→ What is required:
What is needed is the full set of records, word for word, with no pictures.

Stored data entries
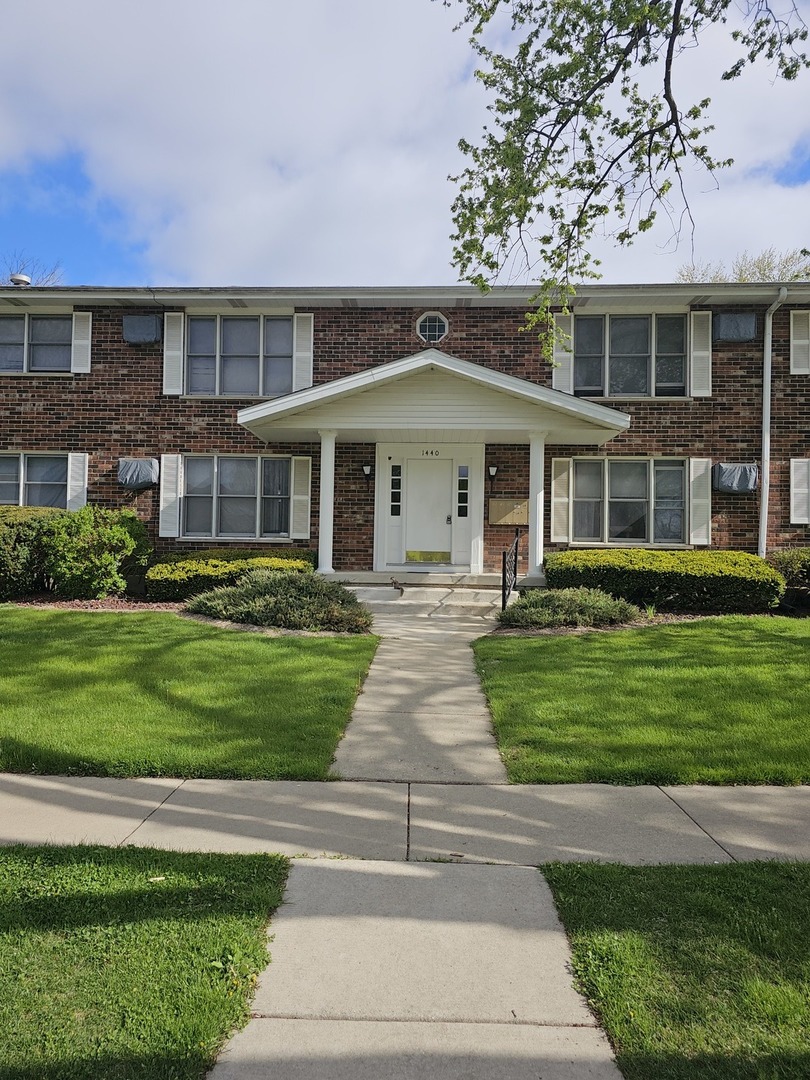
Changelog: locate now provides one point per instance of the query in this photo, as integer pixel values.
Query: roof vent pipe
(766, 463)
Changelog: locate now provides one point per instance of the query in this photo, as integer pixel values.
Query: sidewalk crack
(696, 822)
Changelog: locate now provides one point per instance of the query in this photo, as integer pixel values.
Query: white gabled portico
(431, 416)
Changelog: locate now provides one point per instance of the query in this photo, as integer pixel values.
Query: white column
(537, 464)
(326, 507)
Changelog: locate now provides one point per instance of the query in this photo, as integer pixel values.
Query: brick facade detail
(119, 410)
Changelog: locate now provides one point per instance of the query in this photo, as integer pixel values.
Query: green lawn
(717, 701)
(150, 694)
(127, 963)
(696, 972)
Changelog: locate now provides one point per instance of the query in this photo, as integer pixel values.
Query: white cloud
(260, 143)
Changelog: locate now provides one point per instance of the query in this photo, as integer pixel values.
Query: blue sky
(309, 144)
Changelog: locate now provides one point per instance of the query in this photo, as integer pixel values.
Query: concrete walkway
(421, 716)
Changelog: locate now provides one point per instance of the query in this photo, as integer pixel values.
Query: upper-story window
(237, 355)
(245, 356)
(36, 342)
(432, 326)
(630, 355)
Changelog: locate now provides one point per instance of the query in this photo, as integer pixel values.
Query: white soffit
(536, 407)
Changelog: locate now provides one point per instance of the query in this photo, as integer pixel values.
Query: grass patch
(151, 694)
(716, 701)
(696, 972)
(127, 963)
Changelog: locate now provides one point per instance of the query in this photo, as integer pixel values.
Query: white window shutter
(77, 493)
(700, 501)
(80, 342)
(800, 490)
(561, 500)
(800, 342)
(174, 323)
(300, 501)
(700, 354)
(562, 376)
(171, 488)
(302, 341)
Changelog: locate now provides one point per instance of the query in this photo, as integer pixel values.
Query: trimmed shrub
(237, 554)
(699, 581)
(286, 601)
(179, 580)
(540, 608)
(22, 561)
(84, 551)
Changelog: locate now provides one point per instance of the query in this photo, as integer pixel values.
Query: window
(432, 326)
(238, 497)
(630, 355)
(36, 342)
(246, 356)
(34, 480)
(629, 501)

→ Result:
Changelog: locate now provides one point per instance of the query in this photo, as integer pixel values.
Query: roof vent pipe
(766, 463)
Changelog: locate now provides one point per instance of the query in this photo, as integer pixel values.
Query: sidewalk crack
(696, 822)
Changelog: locate now provides one point per instance of the query in this photo, as integer pixel values.
Query: white gabled portico
(431, 416)
Changelog: locate now provides one point per instance of the query in this photo, as integer pixel values.
Query: white column
(537, 464)
(326, 507)
Changelog: locate now provides one point per instance of the query in this photo, as integer pixel values.
Query: brick facade detail
(119, 410)
Changelog: locate now provides one point per instance of the query in this photo, as integer pixel values.
Query: green lawn
(717, 701)
(150, 694)
(127, 963)
(696, 972)
Changelog: locate now provides one point per instance of the query in this photo, as integer pixel values.
Query: white cloud
(260, 143)
Changelog: locate now provides one point per instance of the query in this photo, as integer pixel values.
Query: blue sky
(309, 144)
Changelog: locate now provides one point per instance of the query in this photo, as integer pixel values.
Query: concrete walkway
(421, 716)
Changelog: locate now provides one point per instance of the query in this photo, as integer pixel values.
Query: upper-story window
(237, 355)
(245, 356)
(36, 342)
(432, 326)
(630, 355)
Changelog: locate now provides one point per instance of the query in this photo, as integer pixel values.
Query: white soffit
(536, 407)
Changelog: locate now provides one point per instance of the query in this photo, as integer pixel values.
Query: grass patch
(151, 694)
(716, 701)
(696, 972)
(127, 963)
Changelog: locate now provides one point per instance of the query in this photo, as integer pixel values.
Query: white window shutter
(77, 493)
(700, 501)
(80, 342)
(800, 490)
(561, 500)
(800, 342)
(174, 323)
(300, 501)
(700, 354)
(562, 376)
(171, 488)
(302, 341)
Changelog: locate now provides one point per instance of the query in this photo, as integer pixel values.
Query: trimmed shrub
(237, 554)
(699, 581)
(286, 601)
(179, 580)
(540, 608)
(22, 561)
(84, 551)
Changelog: locate now provides one point per instance of the query in this photo, as integer pixel values.
Query: window
(432, 326)
(238, 497)
(630, 355)
(36, 342)
(246, 356)
(34, 480)
(629, 501)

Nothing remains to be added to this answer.